▶ [Given instruction] Copy out all of the data below with no alterations.

▶ [Dataset extract]

-=-=-

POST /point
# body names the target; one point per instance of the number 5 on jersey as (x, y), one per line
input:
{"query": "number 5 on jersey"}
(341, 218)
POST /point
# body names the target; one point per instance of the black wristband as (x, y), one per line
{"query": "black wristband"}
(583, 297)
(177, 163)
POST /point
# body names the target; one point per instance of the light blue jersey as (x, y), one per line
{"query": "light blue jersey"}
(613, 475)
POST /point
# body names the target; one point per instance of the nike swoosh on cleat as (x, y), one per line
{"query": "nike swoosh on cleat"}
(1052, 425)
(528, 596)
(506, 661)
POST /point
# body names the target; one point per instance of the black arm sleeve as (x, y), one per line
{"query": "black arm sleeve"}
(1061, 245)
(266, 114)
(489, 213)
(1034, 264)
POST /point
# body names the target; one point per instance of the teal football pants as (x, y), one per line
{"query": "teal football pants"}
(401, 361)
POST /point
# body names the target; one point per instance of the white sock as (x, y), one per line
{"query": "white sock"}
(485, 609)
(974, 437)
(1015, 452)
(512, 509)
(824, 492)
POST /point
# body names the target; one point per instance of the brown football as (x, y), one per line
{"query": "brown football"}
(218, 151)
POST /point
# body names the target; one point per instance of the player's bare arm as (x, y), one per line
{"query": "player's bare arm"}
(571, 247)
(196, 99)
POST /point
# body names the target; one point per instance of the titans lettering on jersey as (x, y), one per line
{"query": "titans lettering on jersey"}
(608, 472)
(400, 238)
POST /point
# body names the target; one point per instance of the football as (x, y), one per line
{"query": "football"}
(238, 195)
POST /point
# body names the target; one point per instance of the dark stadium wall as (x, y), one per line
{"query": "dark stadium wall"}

-=-=-

▶ [Solution to the problem]
POST /point
# body names the target; one point per instance of the number 5 on jersey as (x, y), one per line
input:
{"query": "number 5 on jersey"}
(341, 218)
POST /point
# body names the target; one point per instance of the black wristband as (x, y), one per line
{"query": "black wristband"}
(583, 297)
(177, 163)
POST /point
# body names the target; one point per instance of the light blue jersey as (x, y), one per line
{"query": "light blue jersey"}
(613, 475)
POST /point
# body names the target; one point per instance of the nike swoosh on cleat as (x, y), one per line
{"query": "nike swoosh on cleat"}
(1052, 425)
(528, 596)
(506, 661)
POST /point
# body names the target; one point per instance of the black arm sleeve as (x, y), one per line
{"query": "black arm sleeve"}
(1061, 245)
(266, 114)
(489, 213)
(1034, 264)
POST /point
# body names the target; one point per instance of the teal football pants as (x, y), one per line
{"query": "teal football pants"}
(401, 361)
POST /point
# body names the target; one point per instance of the white sock as (x, y), one per line
{"query": "white sock"}
(485, 609)
(974, 437)
(1015, 452)
(512, 509)
(824, 492)
POST /point
# body names the target; one point per instance of the brown football as (x, y), one per line
{"query": "brown football"}
(218, 151)
POST /point
# body names the target; one point per instance of the player's bare arm as (x, y), one per line
{"query": "player's bare arm"}
(571, 247)
(196, 99)
POST /point
# body names the target; one point per instance of the titans lettering on jersey as (x, y), one per line
{"query": "titans lettering on jersey"}
(608, 472)
(400, 238)
POST /point
# body names the target; one point per instance of the football as (x, y), one per line
{"query": "football"}
(238, 195)
POST /point
# body names the target; one point per instance of the dark stadium wall as (x, y), one per line
{"query": "dark stadium wall"}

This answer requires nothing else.